[Selected passage]

Navigation

Letter to the Editor: Where’s the Middle?

There has been much hand wringing of late about how crippling partisan politics are to our country. This perspective has been expressed from both sides of the political aisle. Politicians, pundits, writers and virtually everyone who can’t reach across the aisle or the neighbor’s fence all decry the partisan nature of public discourse today.

For there to be a bipartisan divide, there needs to be at least two different points of view vying for recognition as the valid perspective. That implies debate and differences in opinion. In other words there are other points of view. I believe that we as a country have progressed away from bipartisan politics into the quagmire of a single party, with only one legitimate point of view about political policies being recognized.

In a single party state, opposition is marginalized. Different points of view are discredited. The opposition is characterized as clowns, as traitors, as fools and there is only one credible position, that being the one proposed by the party in power. There is no need to hold public hearings, to gather different points of view when the policy is already crafted. Secret meetings become the rule, not the exception.

[Given problem 1] In the letter to the editor on partisan politics, what becomes the rule rather than the exception in a single party state?

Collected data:

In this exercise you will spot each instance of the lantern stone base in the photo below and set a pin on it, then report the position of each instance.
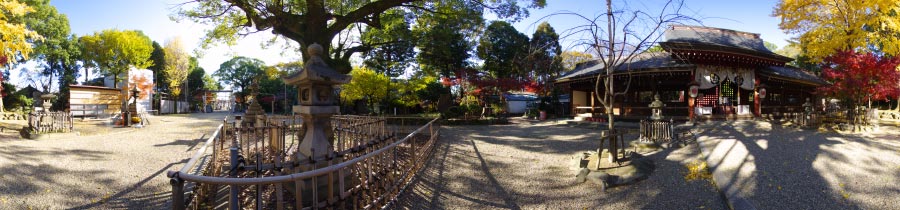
(317, 140)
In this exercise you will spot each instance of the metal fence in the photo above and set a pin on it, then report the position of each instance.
(260, 168)
(46, 122)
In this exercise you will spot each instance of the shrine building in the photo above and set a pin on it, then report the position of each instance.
(704, 73)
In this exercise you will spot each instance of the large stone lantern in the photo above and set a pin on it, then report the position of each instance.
(656, 107)
(318, 102)
(45, 101)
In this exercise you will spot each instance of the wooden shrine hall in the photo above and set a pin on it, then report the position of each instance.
(703, 73)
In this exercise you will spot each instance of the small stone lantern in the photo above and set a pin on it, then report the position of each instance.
(808, 108)
(318, 102)
(45, 104)
(656, 108)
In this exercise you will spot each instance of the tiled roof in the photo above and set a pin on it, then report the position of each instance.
(644, 61)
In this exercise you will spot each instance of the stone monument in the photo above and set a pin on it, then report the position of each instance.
(254, 114)
(316, 82)
(656, 107)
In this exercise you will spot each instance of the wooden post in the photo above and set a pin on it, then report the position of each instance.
(177, 192)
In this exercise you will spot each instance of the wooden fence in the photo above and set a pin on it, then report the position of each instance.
(657, 131)
(374, 158)
(47, 122)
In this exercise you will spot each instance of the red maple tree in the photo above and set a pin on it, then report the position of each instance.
(858, 77)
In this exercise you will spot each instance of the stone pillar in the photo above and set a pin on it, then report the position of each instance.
(316, 82)
(254, 112)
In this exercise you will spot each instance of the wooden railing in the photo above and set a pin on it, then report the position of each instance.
(657, 131)
(46, 122)
(374, 158)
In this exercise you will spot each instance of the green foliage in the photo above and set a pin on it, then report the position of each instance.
(158, 56)
(432, 92)
(392, 44)
(114, 52)
(15, 100)
(308, 23)
(572, 58)
(503, 50)
(544, 55)
(240, 71)
(443, 46)
(178, 65)
(532, 113)
(366, 85)
(405, 91)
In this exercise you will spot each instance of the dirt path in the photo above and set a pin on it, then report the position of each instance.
(526, 167)
(123, 168)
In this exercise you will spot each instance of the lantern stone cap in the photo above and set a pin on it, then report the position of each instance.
(48, 96)
(315, 70)
(656, 102)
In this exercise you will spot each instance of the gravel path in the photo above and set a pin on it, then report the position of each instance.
(122, 169)
(775, 167)
(524, 166)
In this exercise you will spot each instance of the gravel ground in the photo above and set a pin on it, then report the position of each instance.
(524, 166)
(122, 168)
(775, 167)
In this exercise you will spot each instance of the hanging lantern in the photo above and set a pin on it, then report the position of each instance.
(693, 89)
(761, 89)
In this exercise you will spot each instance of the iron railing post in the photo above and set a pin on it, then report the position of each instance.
(177, 191)
(233, 198)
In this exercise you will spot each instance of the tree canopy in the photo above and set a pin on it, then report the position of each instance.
(857, 77)
(572, 58)
(15, 37)
(544, 53)
(114, 52)
(178, 65)
(826, 27)
(366, 85)
(308, 22)
(394, 44)
(503, 50)
(240, 71)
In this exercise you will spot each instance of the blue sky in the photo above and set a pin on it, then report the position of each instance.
(743, 15)
(152, 17)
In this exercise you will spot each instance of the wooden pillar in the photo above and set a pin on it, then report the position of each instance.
(572, 101)
(757, 105)
(593, 98)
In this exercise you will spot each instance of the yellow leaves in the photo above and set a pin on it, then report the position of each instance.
(697, 170)
(825, 26)
(15, 37)
(178, 64)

[Given problem 2] Arrange the stretch of records from the one containing "the wooden pillar" through the end of the records as a two-column CSV with the columns request and answer. Give one row per request and put each value in a single quoted field with its line breaks turned into spaces.

[Exercise solution 1] Secret meetings become the rule, not the exception.

[Exercise solution 2]
request,answer
"In this exercise you will spot each instance of the wooden pillar in the photo above and set a pin on it, then report the position of each instance.","(572, 101) (757, 105) (593, 98)"
"In this exercise you will spot each instance of the yellow leaves in the photo above and set a pin on it, then report the position of each instance.","(697, 170) (825, 26) (15, 37) (178, 64)"